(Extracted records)
· · · ·
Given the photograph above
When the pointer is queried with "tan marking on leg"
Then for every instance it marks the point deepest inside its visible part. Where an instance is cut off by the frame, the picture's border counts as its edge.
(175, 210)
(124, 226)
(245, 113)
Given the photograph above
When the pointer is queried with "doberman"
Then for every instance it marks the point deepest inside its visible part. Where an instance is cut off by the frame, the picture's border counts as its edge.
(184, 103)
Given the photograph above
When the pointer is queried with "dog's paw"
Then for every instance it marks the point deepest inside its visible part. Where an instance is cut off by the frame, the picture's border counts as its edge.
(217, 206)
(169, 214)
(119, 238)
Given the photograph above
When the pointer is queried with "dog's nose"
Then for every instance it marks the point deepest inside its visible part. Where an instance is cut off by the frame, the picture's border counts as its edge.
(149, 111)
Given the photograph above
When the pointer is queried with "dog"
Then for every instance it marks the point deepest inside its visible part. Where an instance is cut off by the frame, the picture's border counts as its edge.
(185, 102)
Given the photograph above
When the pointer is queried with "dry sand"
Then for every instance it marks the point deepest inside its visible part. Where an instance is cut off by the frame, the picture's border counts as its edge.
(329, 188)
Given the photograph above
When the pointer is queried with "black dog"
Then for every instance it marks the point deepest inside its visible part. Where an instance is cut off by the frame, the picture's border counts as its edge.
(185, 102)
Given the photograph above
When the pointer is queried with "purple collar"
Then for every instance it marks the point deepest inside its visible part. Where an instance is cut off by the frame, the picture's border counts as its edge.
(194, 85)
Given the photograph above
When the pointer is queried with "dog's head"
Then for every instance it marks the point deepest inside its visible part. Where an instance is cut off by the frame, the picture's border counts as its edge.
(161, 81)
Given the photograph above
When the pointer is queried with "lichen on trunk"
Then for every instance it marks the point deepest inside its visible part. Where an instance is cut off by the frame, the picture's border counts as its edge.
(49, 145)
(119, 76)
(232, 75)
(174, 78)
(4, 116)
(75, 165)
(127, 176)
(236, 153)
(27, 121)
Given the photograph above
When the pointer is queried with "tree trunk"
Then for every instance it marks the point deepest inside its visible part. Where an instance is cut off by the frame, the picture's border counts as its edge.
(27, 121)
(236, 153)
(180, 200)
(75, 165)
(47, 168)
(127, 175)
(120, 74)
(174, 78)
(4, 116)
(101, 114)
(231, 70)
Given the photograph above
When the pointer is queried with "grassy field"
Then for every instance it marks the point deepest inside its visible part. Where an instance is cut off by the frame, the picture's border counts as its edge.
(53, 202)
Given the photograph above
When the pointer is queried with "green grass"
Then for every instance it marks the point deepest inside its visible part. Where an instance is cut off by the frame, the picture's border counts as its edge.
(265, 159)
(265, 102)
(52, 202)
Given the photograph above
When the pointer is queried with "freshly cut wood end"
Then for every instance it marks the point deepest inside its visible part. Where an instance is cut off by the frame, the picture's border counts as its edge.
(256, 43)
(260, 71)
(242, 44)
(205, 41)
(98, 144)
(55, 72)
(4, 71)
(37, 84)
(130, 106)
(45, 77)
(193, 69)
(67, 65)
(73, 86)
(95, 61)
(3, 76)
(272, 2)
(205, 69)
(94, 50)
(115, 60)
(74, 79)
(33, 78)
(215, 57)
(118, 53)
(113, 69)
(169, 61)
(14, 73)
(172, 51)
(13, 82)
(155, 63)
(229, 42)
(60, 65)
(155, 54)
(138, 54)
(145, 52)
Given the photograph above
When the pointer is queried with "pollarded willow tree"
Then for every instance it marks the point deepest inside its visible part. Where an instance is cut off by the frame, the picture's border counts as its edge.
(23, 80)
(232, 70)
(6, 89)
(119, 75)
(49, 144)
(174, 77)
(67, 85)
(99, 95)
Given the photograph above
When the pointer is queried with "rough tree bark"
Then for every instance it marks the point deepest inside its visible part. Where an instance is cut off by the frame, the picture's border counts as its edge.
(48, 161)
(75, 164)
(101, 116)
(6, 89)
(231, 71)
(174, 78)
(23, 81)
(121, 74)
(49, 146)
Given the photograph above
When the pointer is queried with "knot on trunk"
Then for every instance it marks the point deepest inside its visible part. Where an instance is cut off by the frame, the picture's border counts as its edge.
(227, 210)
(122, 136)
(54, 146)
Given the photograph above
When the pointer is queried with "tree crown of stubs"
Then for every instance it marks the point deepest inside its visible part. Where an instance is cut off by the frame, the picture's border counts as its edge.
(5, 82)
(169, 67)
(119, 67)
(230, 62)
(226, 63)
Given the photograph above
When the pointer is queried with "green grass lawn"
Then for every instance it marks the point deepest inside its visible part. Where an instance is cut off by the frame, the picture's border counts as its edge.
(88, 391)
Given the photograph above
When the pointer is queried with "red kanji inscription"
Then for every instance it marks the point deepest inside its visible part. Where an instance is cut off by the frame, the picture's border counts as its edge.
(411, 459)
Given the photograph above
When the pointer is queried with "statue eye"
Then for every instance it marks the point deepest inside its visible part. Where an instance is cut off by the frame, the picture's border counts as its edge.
· · · ·
Print the entries above exactly as they were written, down to the last line.

Given the photograph above
When the pointer is queried with "tan marking on leg"
Then for every instance it marks the point deepest inside its visible part. Where an instance is cut off by the frame, the picture's border counts as its edge.
(175, 210)
(124, 226)
(245, 113)
Given the photograph above
When the pointer is queried with "doberman"
Then for every instance it marks the point deepest inside its visible part. Where an instance is cut off by the frame, the picture's border counts as its edge.
(184, 103)
Given the photograph above
When the pointer is queried with "dog's paw"
Then for every instance it marks the point deepest inside its visible part. Where an instance is cut off by the frame, the picture's border counts as its edge.
(217, 206)
(169, 214)
(119, 238)
Given the photograph above
When the pointer is queried with "dog's nose"
Then for every instance it marks the point deepest inside its visible part. Where an instance is cut off by the frame, the picture's border counts as its edge.
(149, 111)
Given the photograph above
When the pointer is queried with "dog"
Then for every instance it marks the point deepest inside its visible part. Where an instance is cut off by the frame, the picture's border counts as its edge.
(185, 102)
Given the photograph above
When the pointer is queried with "dry sand"
Then for every instance it marks the point deepest inside its visible part. Where an instance is cut off by the frame, the picture's border counts as its edge.
(329, 188)
Given the photograph above
When the pointer is queried with "black dog"
Then for every instance it marks the point deepest inside its visible part. Where an instance is cut off by the frame, the picture's border counts as its edge.
(185, 102)
Given the photograph above
When the pointer is queried with "purple collar"
Then for every instance it marks the point deepest inside its visible part. Where an instance is cut off by the frame, the picture's border counts as its edge.
(194, 85)
Given the photograph above
When the pointer is queried with "dog's head"
Then for every instance it marks the point deepest inside its visible part. Where an instance is cut off by the frame, the picture's border counts as its edge.
(161, 81)
Given the photograph above
When the pointer is queried with "lichen on trunk"
Then for every instance it marks the point deepest inside its visible part. Where an instance is cut off by the frame, the picture's border counts as its edge.
(49, 145)
(119, 76)
(232, 75)
(174, 78)
(4, 116)
(75, 165)
(127, 176)
(236, 153)
(27, 121)
Given the photograph above
When the pointer is queried with "tree trunk"
Then for every instance it marks the point deepest inside its visible part. Where an instance is cut off by the frame, the picture's border counts as its edge.
(27, 121)
(236, 153)
(180, 200)
(75, 165)
(47, 168)
(127, 175)
(120, 74)
(174, 78)
(4, 116)
(101, 114)
(231, 70)
Given the photograph above
When the pointer is queried with "grassy field"
Then for every instance it marks the point deepest inside its visible part. Where an instance is cut off by the frame, the picture's border counts as its edge.
(53, 202)
Given the photograph above
When the pointer is queried with "green grass"
Then for every instance it marks the point deepest inside its visible part. Where an instance is cut off by the frame, the picture's border counts as its edge.
(265, 159)
(265, 102)
(52, 202)
Given the photograph above
When the pointer is queried with "freshly cut wood end"
Then for every instance it marks the point deepest inside its visible part. Where an instance is cut off by the frame, the picture's border counts as its edge.
(256, 43)
(260, 71)
(242, 44)
(205, 41)
(98, 144)
(55, 72)
(4, 71)
(37, 84)
(130, 106)
(45, 77)
(193, 69)
(67, 65)
(73, 86)
(95, 61)
(3, 76)
(272, 2)
(205, 69)
(94, 50)
(115, 60)
(74, 79)
(33, 78)
(215, 57)
(118, 53)
(113, 69)
(169, 61)
(14, 73)
(172, 51)
(13, 82)
(155, 63)
(229, 42)
(60, 65)
(155, 54)
(138, 54)
(145, 52)
Given the photograph above
When the pointer is queried with "pollarded willow tree"
Then for every instance it marks the point deepest inside its visible part. Where an instance is cut off by the frame, the picture's border counts as its edge.
(23, 80)
(232, 70)
(6, 89)
(119, 75)
(49, 144)
(174, 77)
(67, 85)
(99, 95)
Given the photograph above
When the pointer is queried with "rough tree bark"
Then for every instance it marks the point deepest inside its visible part. Where an instance is cut off by the frame, the picture's border counts as its edge.
(48, 161)
(75, 164)
(101, 116)
(6, 89)
(231, 71)
(174, 78)
(23, 81)
(121, 74)
(49, 146)
Given the photograph above
When the pointer is queried with "knot on trunk"
Then for every instance it marks the point deepest inside its visible part. Where an instance is cut off by the frame, the picture's border counts as its edge.
(227, 210)
(122, 136)
(54, 146)
Given the photograph above
When the pointer is queried with "tree crown of stubs"
Then for every instance it marks the point deepest inside its visible part. Where an instance is cut off by the frame, the picture's border counts as its edge.
(5, 82)
(169, 67)
(119, 67)
(230, 62)
(226, 63)
Given the photograph above
When the pointer is queried with "green grass lawn"
Then for every instance it marks the point deepest inside its visible part. Where an instance is cut off by the frame, the picture's border counts as its edge.
(88, 391)
Given the photograph above
When the pointer is queried with "red kanji inscription"
Then for every instance it marks the point deepest inside its visible part. Where an instance is cut off by the frame, the picture's border counts as its edge.
(411, 459)
Given the photograph above
When the pointer is queried with "statue eye"
Then for every instance it marks the point deepest inside its visible part. Where an instance is cut off by the frame, the picture's border counts as its edge.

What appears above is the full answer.